_ASSIGNMENT_. Every record here must be set down once more, precisely as it reads.
══════════
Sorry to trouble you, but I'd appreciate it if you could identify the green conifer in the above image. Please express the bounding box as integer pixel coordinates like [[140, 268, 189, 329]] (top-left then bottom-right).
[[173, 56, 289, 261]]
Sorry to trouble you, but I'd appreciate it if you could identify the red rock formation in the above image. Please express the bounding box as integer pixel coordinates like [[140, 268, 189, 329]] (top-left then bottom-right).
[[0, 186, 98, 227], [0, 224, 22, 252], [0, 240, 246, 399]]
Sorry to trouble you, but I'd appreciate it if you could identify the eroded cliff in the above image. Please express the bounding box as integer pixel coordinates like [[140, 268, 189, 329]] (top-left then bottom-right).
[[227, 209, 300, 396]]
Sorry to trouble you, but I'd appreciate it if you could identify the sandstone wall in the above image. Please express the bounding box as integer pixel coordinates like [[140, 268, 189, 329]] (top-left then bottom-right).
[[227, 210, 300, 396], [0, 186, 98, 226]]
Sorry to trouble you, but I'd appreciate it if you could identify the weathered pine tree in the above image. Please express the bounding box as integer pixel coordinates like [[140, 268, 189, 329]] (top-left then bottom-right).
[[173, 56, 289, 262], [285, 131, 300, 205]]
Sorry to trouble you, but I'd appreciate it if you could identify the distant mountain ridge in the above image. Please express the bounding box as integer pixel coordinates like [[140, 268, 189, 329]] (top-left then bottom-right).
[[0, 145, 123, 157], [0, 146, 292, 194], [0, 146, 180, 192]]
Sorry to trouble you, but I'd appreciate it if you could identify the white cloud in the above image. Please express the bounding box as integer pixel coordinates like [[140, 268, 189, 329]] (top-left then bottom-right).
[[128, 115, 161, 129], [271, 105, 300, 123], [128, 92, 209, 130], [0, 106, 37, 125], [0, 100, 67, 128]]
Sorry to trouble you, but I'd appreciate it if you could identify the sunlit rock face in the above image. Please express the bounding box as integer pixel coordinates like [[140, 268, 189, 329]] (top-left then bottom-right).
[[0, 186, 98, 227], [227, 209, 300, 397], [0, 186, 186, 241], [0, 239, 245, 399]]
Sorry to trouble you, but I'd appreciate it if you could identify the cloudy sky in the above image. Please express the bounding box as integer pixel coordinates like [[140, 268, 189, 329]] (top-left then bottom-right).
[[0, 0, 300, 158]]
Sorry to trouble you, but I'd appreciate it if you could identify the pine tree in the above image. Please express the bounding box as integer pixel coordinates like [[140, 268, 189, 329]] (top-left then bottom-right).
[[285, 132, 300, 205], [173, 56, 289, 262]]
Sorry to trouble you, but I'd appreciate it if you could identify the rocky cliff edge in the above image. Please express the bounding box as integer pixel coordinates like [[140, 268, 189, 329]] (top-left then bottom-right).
══════════
_RESPONSE TO THIS EXERCISE_.
Sorry to trouble you, but I'd appreciate it if you could identify the green conifer in the above image. Please express the bounding box as integer pixel coordinates like [[140, 268, 189, 329]] (top-left then bottom-right).
[[173, 56, 289, 261]]
Sorry to trouble you, but I'd appreciate it if you could identify the red rock formation in the above image. Please express the bounding box as integer pixel coordinates like [[140, 268, 189, 329]] (top-left then bottom-right).
[[0, 186, 98, 227], [0, 224, 22, 252], [0, 240, 246, 399]]
Sorry to trouble you, but I'd appreciate it if you could identify the eroded cliff in the above image. Please express the bounding box as integer pixel coordinates like [[140, 268, 189, 329]] (top-left then bottom-right).
[[227, 209, 300, 396]]
Sorry to trouble you, but I'd appreciate it if you could identify the sandstone wall in the above image. Please express the bounding box as integer pixel coordinates like [[140, 268, 189, 329]] (top-left then bottom-right).
[[227, 210, 300, 396], [0, 186, 98, 226]]
Sorry to trouble you, but I'd appreciate it if you could identify the weathered pine tree in the above image. Please express the bounding box as integer pixel coordinates like [[140, 268, 189, 329]] (top-left then bottom-right).
[[173, 56, 289, 262], [285, 131, 300, 205]]
Sorry to trouble you, but I'd appreciate it if you could identify the distant mountain ridge in the above image. Please express the bounding box as integer pixel coordinates like [[140, 268, 189, 329]] (top-left then bottom-right).
[[0, 145, 123, 157], [0, 146, 292, 194], [0, 146, 180, 192]]
Sorry to trouble you, but I'd appreciate it if you could identify the white cloud in the above image. Please express the bounding box as integer pixel coordinates like [[140, 268, 189, 329]] (top-left then bottom-right).
[[128, 115, 161, 129], [271, 105, 300, 123], [128, 92, 209, 130], [0, 106, 37, 125], [0, 100, 67, 128]]
Sorry to trouble you, but I'd appreciate it if you could identify the sunlit rock face in the above image. Please express the bounding box as integer pixel coordinates like [[140, 268, 189, 329]] (top-left then bottom-right).
[[0, 186, 98, 227], [227, 209, 300, 397], [0, 186, 186, 241], [0, 239, 245, 399]]
Sorry to trouble you, but I'd appreciate it if you could identify the cloudy sky in the above image. Please express the bounding box as integer pixel coordinates like [[140, 268, 189, 329]] (top-left then bottom-right).
[[0, 0, 300, 158]]
Sorry to trouble you, but I'd appreciate it if you could identify the pine tree in the above image. Please express the bounding box as integer pixel coordinates like [[140, 268, 189, 329]] (top-left then bottom-right).
[[285, 132, 300, 205], [173, 56, 289, 262]]
Sorry to trouble you, but I'd appreciate it if you could identify the rocky cliff edge in the above image. Please express the bounding box as integer pixel coordinates like [[140, 268, 189, 329]] (top-left then bottom-right).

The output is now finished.